■ Written instruction ■
Swap "CSV" for "comma-separated values" in the data between the line holding "Category: black bicycle" and the end of the data, inclusive, and give back only those lines with nothing else changed.
--- start ---
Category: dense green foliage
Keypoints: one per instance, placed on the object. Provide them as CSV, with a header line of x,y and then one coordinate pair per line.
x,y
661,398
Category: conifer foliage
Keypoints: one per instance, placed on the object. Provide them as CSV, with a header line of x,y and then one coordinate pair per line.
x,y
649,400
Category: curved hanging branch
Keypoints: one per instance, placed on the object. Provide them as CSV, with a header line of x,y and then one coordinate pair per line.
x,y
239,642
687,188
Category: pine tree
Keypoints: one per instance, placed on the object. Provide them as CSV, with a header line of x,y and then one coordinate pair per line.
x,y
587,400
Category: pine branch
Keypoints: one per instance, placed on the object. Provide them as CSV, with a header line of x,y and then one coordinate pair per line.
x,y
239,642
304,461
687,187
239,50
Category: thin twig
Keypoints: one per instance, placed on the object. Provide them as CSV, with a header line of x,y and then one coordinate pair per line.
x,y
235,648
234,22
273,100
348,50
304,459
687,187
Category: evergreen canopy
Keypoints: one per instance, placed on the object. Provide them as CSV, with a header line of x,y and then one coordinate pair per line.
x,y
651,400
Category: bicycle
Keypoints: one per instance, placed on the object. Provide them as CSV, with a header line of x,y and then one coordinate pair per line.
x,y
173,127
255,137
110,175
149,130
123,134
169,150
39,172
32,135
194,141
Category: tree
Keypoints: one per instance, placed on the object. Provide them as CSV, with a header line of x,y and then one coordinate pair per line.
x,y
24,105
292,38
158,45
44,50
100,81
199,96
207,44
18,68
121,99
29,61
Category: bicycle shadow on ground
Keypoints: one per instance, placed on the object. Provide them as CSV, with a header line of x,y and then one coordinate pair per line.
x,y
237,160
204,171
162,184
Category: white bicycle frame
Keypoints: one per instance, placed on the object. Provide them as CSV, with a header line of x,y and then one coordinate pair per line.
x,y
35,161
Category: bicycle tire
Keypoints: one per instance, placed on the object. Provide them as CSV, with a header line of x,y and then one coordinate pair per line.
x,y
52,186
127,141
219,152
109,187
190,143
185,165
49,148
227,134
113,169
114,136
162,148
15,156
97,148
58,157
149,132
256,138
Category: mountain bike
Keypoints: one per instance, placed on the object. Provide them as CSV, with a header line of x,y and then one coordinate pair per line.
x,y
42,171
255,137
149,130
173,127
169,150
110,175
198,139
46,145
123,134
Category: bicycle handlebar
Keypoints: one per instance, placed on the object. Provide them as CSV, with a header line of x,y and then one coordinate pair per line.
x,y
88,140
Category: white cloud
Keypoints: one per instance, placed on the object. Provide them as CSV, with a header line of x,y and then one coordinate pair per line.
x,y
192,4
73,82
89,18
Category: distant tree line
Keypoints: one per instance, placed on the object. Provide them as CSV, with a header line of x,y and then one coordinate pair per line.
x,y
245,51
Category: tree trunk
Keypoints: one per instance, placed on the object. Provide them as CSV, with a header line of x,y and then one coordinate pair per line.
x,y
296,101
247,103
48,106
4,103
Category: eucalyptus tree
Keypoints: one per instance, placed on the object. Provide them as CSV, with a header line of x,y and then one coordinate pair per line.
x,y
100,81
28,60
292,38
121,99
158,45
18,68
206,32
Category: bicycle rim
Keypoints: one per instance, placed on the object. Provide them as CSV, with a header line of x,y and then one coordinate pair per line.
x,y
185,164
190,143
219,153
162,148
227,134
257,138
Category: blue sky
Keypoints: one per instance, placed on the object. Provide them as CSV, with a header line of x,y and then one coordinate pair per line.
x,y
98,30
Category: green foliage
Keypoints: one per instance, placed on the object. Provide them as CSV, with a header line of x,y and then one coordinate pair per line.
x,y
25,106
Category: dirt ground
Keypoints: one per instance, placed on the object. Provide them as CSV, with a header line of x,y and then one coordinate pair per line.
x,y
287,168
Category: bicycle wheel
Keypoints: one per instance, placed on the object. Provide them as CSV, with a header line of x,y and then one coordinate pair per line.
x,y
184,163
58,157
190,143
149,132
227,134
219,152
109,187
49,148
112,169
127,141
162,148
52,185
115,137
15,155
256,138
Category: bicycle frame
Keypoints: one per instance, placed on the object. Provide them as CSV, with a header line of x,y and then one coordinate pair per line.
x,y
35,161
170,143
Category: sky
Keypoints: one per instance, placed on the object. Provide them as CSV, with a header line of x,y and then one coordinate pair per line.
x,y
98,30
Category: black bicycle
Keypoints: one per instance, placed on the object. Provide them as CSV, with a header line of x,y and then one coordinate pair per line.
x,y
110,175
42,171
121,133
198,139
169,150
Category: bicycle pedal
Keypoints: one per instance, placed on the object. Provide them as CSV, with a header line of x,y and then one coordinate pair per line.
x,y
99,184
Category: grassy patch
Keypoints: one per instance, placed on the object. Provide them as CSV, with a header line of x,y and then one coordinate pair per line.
--- end ---
■ Expected output ■
Category: black bicycle
Keypoints: one per instance, placed on the object. Provide them as comma-separated values, with a header line of x,y and then one coordinate pair per line.
x,y
110,175
42,171
121,133
198,139
169,150
Category: bicycle pedal
Keypoints: one per instance, placed on the object. Provide them as comma-separated values, with a header line of x,y and then one coordinate pair per line.
x,y
99,184
Category: grassy patch
Keypoints: one per instance, placed on the object. Provide them as comma-separated values, with a header line of x,y and then one coordinate pair per line.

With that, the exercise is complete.